EXERCISE REQUIREMENTS. Hunt through the entries for the word "calm" and copy each line in which it appears.
** SOURCE RECORDS follows **
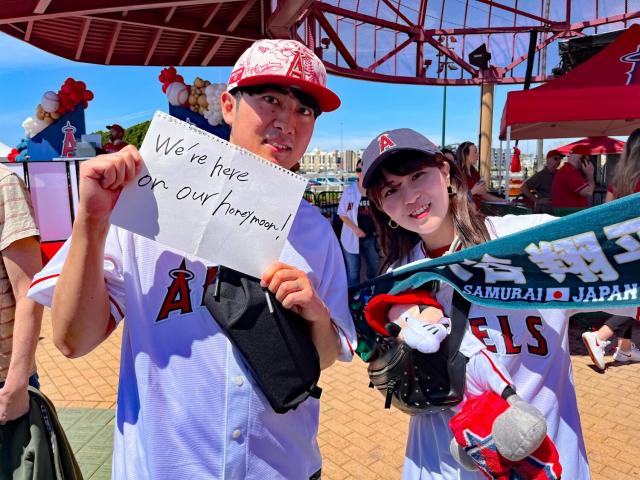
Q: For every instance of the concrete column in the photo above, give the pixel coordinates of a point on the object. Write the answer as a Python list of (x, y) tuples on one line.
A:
[(486, 124)]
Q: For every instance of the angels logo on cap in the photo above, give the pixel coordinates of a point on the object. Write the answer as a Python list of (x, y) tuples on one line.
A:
[(284, 62), (384, 142)]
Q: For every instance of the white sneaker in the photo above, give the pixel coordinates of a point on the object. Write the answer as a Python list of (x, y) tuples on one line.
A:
[(632, 355), (595, 348)]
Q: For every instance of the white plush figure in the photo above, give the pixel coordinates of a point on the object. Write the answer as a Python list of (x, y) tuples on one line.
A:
[(214, 110), (33, 126), (50, 101), (177, 93)]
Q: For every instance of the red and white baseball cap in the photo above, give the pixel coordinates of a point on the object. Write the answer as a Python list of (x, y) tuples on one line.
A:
[(284, 62)]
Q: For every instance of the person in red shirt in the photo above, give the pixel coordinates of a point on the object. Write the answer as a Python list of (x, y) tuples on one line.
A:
[(573, 183), (626, 178), (467, 158)]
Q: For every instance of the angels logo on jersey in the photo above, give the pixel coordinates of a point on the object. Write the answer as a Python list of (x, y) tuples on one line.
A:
[(178, 296), (633, 58)]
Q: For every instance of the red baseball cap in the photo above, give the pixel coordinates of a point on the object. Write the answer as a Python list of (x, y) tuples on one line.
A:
[(284, 62), (554, 153), (117, 127), (581, 150)]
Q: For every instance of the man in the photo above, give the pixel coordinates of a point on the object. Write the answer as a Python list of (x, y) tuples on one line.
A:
[(188, 407), (358, 236), (573, 184), (538, 187), (20, 317)]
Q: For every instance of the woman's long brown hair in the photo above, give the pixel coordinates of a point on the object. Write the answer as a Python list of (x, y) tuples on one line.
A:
[(397, 243), (627, 171)]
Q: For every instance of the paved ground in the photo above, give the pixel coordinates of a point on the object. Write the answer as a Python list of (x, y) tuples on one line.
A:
[(359, 440)]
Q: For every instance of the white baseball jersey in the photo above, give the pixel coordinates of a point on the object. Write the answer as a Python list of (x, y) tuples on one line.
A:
[(187, 405), (533, 347)]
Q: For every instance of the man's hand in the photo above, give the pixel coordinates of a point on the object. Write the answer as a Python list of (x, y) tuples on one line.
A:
[(14, 403), (102, 179), (294, 290), (359, 232), (587, 170)]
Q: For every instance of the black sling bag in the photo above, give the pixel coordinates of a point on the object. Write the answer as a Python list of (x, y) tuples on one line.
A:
[(275, 342)]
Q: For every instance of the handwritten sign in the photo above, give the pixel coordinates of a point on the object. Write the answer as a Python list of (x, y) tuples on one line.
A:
[(207, 197)]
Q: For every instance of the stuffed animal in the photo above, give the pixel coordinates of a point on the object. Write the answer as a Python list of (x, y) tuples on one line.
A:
[(495, 431), (116, 136)]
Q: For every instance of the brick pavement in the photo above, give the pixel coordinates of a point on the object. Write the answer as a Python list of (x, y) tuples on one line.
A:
[(358, 439)]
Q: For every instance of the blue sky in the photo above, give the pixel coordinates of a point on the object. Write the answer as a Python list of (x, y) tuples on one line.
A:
[(128, 95)]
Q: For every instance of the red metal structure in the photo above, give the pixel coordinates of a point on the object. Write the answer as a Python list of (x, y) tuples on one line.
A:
[(599, 97), (428, 41), (407, 41)]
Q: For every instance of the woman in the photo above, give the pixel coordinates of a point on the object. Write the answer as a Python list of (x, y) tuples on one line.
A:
[(358, 236), (625, 181), (407, 181), (467, 158)]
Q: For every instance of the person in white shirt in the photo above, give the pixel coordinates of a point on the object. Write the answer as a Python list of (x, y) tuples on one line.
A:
[(418, 216), (358, 236), (188, 406)]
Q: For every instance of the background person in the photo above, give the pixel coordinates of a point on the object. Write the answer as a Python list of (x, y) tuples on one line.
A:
[(538, 187), (188, 407), (467, 159), (625, 181), (358, 239), (573, 183), (417, 219), (20, 317)]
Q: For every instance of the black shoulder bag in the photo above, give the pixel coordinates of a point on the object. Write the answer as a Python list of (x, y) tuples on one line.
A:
[(274, 341), (417, 382)]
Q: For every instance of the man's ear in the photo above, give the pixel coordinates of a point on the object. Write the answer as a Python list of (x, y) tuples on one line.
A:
[(228, 106), (445, 168)]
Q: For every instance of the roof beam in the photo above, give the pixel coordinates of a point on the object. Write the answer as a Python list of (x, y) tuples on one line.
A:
[(82, 38), (21, 12), (398, 13), (187, 48), (392, 53), (41, 7), (28, 32), (491, 3), (340, 47), (170, 13), (232, 26), (212, 13), (281, 21), (451, 54), (152, 45), (112, 43), (179, 24)]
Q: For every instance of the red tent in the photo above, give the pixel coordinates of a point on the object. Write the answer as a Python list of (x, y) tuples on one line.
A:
[(598, 145), (599, 97)]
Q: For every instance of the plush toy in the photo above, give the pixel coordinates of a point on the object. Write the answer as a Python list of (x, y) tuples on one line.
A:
[(495, 431), (116, 136)]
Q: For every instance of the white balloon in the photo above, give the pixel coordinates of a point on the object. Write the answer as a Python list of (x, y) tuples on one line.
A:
[(177, 93), (33, 126), (50, 101)]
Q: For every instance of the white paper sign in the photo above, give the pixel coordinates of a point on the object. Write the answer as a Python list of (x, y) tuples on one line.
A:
[(207, 197)]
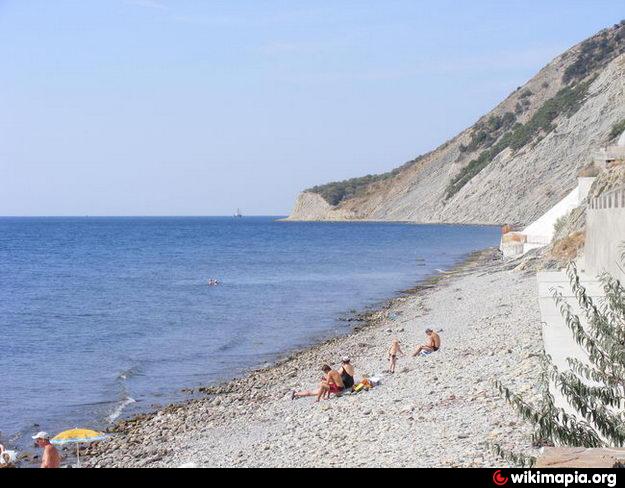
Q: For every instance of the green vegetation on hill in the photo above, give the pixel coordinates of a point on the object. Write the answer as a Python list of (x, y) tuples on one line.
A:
[(596, 52), (566, 102), (337, 191), (617, 129)]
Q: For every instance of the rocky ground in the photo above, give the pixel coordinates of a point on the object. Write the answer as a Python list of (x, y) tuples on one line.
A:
[(441, 410)]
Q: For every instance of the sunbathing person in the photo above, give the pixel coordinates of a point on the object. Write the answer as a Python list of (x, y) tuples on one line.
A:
[(347, 373), (393, 351), (330, 383), (432, 343)]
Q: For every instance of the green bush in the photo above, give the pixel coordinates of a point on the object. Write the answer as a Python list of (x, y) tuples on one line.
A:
[(337, 191), (593, 386), (617, 129), (596, 52)]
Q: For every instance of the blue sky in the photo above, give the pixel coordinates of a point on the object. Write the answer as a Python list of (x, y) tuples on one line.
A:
[(180, 107)]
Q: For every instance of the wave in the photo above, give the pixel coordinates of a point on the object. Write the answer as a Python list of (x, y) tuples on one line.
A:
[(119, 408)]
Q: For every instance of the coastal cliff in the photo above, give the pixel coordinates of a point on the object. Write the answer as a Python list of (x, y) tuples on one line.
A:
[(512, 164)]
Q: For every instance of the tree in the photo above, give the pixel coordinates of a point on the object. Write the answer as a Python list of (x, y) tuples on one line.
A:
[(594, 388)]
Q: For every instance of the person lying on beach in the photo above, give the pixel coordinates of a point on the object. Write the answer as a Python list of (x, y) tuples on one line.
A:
[(347, 373), (393, 351), (51, 457), (432, 343), (330, 383)]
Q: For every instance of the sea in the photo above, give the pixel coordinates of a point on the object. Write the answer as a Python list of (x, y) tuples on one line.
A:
[(102, 318)]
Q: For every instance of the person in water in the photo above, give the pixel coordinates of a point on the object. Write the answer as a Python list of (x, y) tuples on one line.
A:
[(393, 351), (51, 457), (330, 383), (432, 343), (347, 373)]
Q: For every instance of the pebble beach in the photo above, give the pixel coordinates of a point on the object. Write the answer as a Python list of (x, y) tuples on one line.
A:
[(436, 411)]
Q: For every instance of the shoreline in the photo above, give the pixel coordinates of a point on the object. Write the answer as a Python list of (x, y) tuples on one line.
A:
[(240, 422)]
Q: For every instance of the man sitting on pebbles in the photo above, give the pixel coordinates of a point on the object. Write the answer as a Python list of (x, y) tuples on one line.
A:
[(432, 344), (330, 383)]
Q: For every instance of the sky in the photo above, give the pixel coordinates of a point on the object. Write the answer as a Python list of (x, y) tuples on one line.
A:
[(181, 107)]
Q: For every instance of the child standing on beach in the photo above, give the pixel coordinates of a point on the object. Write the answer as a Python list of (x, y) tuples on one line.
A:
[(393, 351)]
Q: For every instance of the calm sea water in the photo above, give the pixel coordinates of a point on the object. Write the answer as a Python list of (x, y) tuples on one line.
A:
[(102, 316)]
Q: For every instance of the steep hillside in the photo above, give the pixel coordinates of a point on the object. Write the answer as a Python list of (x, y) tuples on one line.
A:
[(512, 164)]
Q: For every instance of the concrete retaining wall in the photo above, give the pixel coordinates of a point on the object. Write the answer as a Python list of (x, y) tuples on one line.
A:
[(605, 234)]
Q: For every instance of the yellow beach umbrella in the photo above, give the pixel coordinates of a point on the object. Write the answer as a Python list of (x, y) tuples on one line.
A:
[(77, 436)]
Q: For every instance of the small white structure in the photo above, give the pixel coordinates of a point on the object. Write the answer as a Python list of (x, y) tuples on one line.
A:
[(608, 155), (540, 232)]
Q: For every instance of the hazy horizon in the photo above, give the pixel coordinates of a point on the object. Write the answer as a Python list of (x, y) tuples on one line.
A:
[(187, 108)]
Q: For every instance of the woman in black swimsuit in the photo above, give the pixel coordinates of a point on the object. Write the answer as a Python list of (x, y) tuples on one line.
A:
[(347, 373)]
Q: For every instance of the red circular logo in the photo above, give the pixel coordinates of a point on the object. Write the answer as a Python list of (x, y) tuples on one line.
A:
[(499, 479)]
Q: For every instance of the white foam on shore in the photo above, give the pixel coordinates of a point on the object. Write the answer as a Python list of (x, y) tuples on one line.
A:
[(120, 408)]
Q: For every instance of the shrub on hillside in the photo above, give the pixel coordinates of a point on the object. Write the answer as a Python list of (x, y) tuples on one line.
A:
[(617, 129)]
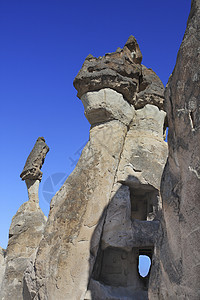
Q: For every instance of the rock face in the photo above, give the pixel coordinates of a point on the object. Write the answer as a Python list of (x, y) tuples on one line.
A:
[(107, 212), (35, 161), (25, 232), (2, 265), (176, 270), (121, 71)]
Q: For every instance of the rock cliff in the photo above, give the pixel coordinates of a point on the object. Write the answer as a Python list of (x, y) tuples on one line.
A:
[(107, 212), (110, 210), (176, 272), (25, 231)]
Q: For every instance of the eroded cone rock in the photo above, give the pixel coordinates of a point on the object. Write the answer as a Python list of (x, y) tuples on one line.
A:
[(26, 230), (35, 161), (176, 270), (108, 209), (2, 265)]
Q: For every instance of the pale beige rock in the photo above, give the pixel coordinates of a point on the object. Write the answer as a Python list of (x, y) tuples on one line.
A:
[(24, 236), (26, 230), (132, 217), (106, 105), (2, 264), (176, 269), (68, 250)]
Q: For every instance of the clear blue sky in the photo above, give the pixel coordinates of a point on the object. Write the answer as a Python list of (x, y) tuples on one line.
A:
[(43, 46)]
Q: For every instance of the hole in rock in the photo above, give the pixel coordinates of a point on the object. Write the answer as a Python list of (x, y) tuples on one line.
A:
[(166, 134), (143, 204), (144, 265)]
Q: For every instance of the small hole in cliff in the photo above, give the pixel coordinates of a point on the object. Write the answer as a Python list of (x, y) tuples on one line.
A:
[(166, 134), (192, 119), (144, 265)]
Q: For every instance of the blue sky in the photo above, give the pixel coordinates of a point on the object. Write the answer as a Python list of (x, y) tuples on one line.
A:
[(43, 46)]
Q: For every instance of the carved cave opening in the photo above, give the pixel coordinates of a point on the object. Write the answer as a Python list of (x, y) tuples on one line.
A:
[(120, 268), (143, 204)]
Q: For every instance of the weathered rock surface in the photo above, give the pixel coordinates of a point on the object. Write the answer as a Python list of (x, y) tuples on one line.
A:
[(25, 232), (108, 209), (176, 270), (121, 71), (68, 250), (35, 161), (106, 105), (2, 264)]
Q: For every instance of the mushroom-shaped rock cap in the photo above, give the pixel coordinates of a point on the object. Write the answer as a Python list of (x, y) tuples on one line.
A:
[(133, 46), (120, 71), (35, 161)]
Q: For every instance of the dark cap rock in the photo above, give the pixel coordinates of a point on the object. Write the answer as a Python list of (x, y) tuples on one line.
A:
[(35, 161)]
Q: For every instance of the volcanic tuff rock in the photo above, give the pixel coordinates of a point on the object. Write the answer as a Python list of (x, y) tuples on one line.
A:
[(35, 161), (121, 71), (107, 212), (25, 232), (175, 273)]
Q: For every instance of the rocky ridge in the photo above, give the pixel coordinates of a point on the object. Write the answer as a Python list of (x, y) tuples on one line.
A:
[(110, 210), (109, 207), (176, 270)]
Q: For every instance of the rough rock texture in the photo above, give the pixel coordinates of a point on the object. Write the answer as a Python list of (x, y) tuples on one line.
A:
[(107, 212), (35, 161), (176, 269), (2, 264), (25, 232), (121, 71), (132, 217)]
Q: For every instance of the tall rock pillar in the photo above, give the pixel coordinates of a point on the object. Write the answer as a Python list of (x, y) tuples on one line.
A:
[(176, 271), (109, 207), (26, 229)]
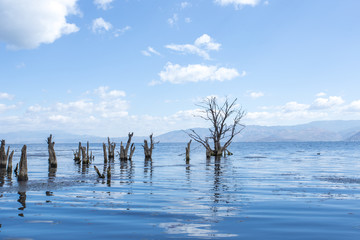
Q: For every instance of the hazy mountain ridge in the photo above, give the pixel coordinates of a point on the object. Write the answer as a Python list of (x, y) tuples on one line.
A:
[(313, 131)]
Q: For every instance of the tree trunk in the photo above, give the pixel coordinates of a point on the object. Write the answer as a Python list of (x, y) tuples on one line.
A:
[(132, 150), (52, 155), (111, 147), (187, 152), (9, 168), (3, 158), (148, 148), (22, 176), (105, 153)]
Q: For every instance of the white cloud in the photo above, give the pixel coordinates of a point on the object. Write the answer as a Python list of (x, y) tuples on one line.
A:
[(256, 94), (103, 4), (26, 24), (173, 20), (354, 106), (324, 103), (99, 25), (295, 107), (104, 93), (6, 96), (4, 107), (237, 3), (150, 51), (201, 47), (20, 65), (121, 31), (321, 94), (176, 74), (184, 5)]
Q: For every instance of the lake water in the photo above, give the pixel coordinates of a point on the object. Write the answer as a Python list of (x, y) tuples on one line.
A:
[(263, 191)]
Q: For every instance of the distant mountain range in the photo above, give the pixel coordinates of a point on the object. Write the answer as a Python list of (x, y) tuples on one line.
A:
[(313, 131)]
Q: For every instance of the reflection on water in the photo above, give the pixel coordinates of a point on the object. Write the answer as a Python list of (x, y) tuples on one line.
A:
[(249, 195)]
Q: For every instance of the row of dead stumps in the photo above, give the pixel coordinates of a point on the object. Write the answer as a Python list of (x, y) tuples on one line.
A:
[(82, 155), (21, 170)]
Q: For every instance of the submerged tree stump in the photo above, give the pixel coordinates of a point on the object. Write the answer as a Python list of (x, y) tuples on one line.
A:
[(124, 150), (82, 154), (148, 148), (105, 153), (111, 149), (22, 176), (187, 152), (3, 157), (52, 155), (77, 154), (9, 167)]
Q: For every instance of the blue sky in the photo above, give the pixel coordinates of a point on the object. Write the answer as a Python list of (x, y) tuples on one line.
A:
[(107, 67)]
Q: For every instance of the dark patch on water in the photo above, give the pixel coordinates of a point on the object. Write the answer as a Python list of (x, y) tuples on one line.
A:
[(336, 179)]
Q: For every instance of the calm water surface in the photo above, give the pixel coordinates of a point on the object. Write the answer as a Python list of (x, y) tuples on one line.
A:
[(263, 191)]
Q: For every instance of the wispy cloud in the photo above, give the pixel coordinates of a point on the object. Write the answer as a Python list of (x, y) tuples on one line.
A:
[(150, 51), (184, 5), (99, 25), (103, 4), (42, 22), (173, 20), (255, 94), (6, 96), (120, 31), (237, 3), (333, 107), (177, 74), (201, 47)]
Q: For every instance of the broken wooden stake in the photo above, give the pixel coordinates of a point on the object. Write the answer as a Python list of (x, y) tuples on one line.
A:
[(3, 157), (22, 176), (149, 148), (98, 172), (132, 150), (111, 148), (124, 150), (187, 152), (52, 155), (105, 154), (77, 154), (9, 168)]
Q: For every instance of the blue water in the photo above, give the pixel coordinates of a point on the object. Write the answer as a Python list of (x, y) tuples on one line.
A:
[(263, 191)]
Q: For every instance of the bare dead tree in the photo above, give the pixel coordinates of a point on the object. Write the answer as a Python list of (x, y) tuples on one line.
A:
[(3, 157), (22, 176), (187, 152), (148, 148), (51, 150), (124, 150), (225, 122), (111, 149)]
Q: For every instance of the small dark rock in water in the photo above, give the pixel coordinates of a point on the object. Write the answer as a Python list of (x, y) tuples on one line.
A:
[(48, 193)]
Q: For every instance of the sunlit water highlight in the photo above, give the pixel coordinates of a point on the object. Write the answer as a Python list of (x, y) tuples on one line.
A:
[(263, 191)]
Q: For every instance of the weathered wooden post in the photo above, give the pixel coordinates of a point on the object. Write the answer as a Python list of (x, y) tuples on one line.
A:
[(148, 149), (84, 156), (9, 168), (22, 176), (77, 154), (111, 147), (52, 155), (124, 150), (98, 172), (132, 150), (105, 154), (187, 152), (3, 158)]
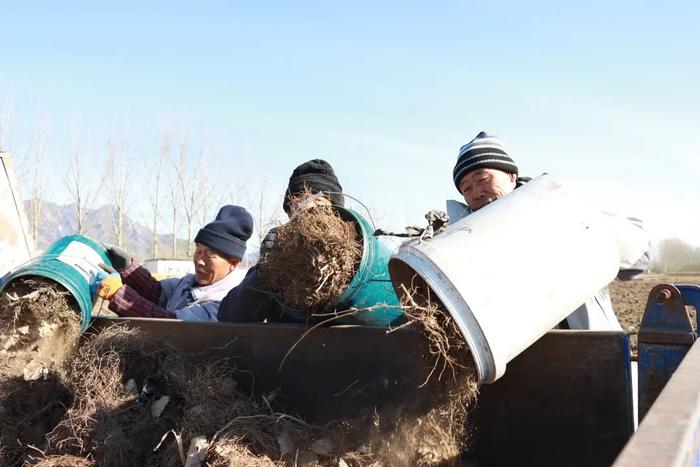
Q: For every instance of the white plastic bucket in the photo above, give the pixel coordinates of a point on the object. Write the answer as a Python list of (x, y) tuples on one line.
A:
[(513, 270)]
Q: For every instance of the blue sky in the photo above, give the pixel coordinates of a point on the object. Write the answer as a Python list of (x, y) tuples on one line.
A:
[(603, 94)]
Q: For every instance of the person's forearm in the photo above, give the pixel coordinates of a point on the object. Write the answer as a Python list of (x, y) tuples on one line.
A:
[(138, 277), (127, 302)]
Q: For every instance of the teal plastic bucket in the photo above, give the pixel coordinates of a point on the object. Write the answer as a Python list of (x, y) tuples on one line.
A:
[(371, 286), (72, 262)]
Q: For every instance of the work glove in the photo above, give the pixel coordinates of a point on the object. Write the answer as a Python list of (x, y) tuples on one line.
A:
[(119, 258), (106, 283)]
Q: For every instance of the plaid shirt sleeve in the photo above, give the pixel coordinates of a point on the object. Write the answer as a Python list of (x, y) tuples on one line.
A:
[(127, 302), (143, 283)]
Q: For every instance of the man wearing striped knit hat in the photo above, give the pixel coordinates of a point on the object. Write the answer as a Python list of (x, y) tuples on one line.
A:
** End of SOURCE RECORDS **
RESULT.
Q: For every instance of the calm sea water in the photo above, give the pixel coordinates of a point on the object. Write the answer as a Python list of (x, y) tuples on one line.
Q: For every instance of the calm water surface in the photo above, give the pixel coordinates of a point on the object. Write the answer as a Python list of (x, y) tuples on one line.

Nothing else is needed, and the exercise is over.